**EXERCISE PROMPT:** Copy every line of the listing below without changing a character.

**DATA FOR PROCESSING:**
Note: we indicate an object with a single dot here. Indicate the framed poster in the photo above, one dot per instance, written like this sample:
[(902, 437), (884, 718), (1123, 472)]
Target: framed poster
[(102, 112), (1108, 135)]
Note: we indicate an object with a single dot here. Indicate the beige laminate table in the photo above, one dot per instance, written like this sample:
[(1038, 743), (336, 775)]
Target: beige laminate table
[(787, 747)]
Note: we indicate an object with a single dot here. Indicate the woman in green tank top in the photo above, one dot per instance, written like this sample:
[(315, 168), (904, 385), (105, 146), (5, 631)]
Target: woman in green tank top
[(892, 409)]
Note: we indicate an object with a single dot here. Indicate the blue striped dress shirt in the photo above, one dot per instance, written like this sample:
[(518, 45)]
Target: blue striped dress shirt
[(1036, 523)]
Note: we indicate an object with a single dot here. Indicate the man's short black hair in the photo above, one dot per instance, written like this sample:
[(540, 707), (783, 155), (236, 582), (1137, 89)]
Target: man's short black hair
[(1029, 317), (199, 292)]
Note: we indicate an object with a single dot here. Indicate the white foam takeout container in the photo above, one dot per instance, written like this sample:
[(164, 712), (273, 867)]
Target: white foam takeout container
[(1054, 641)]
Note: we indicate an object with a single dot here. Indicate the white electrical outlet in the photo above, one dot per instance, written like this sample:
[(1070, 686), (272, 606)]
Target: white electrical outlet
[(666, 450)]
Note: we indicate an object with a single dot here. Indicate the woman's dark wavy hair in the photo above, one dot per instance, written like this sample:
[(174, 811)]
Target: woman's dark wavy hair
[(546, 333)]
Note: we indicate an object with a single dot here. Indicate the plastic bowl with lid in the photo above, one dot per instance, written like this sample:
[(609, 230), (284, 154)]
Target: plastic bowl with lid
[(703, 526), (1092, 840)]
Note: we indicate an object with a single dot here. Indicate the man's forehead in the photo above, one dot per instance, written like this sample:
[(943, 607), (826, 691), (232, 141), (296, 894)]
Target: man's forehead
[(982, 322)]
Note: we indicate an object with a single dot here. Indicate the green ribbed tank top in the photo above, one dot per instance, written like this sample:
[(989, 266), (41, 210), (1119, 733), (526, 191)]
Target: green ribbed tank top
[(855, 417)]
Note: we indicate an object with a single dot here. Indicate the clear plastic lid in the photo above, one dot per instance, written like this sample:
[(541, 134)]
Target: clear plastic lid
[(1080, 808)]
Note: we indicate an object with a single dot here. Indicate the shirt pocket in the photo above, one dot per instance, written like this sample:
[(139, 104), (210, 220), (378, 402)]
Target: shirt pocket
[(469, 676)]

**EXERCISE SOLUTION:**
Note: we indicate an object with a single dot here. Indicate the framed poster in the photo above, one dot per instance, written like this sample:
[(902, 437), (884, 718), (1123, 472)]
Target: framed poster
[(102, 112), (1108, 135)]
Note: we indicate an object with a single dot here. Indicate the beige laminate table in the photo above, one dot per instance, written like this sample:
[(1038, 743), (336, 775)]
Target: beige laminate table
[(787, 747)]
Note: we indicate an object with a single dot here. Indicate the woman in green tank top in the photo above, one dot per instance, written like this sample:
[(315, 168), (904, 385), (105, 146), (5, 631)]
Target: woman in green tank top
[(892, 409)]
Note: we indicate an object with a single dot here. Indicate the blue striped dress shirt in the photo above, one dot per instance, written like this sample:
[(518, 45)]
Target: blue striped dress shirt
[(1036, 523)]
Note: we indicate an object with a single dot here. Indicate the man's short black hair in the photo above, one dot per instance, written like this sample:
[(540, 707), (783, 155), (236, 582), (1137, 89)]
Target: man's short black hair
[(1029, 317), (199, 292)]
Note: we indicate an object with a single dot here. Indicate the white foam takeout container in the photo above, one dot per instance, written like this sample:
[(164, 712), (273, 867)]
Target: white foam takeout container
[(1054, 641)]
Note: we indicate an object with a single dot here. Indicate the white electrical outlet in the photo above, one dot per instance, written like this sample:
[(1070, 686), (272, 606)]
Target: white electrical outlet
[(666, 450)]
Note: we indicate an object with a single dot here. Indicate the woman's dark wavy hair in the photo above, one dot per instance, written like this sample:
[(174, 811)]
Target: woman's dark wavy hair
[(546, 333)]
Note: we indicate an object with a single dot here. Indicate the plastic bowl with lid in the photo above, one dot per instance, written like this sample:
[(609, 230), (284, 154)]
Target: plastic bowl with lid
[(703, 526), (1092, 840)]
Note: we indicate an object with a single dot here. Indicate the man's forehead in the photo above, one dot per instance, written like this sample:
[(943, 607), (826, 691), (232, 141), (296, 894)]
Target: man's forehead
[(982, 322)]
Note: we indicate an object with a single dot here. Indicate the green ribbed tank top in the photo above, one dot per instance, written like this sample:
[(989, 266), (41, 210), (1119, 733), (526, 191)]
Target: green ribbed tank top
[(855, 417)]
Note: we indicate an object with a single dot here. Indicate the clear plastic lid in the photo above, one dot per instance, written like this sample:
[(541, 134)]
Target: clear plastic lid
[(1080, 808)]
Note: we indicate an object with a single dot here. Indicate the shirt pocket in the photo above, one dot per instance, written like this sample:
[(139, 104), (210, 220), (378, 402)]
Target: shirt pocket
[(469, 676)]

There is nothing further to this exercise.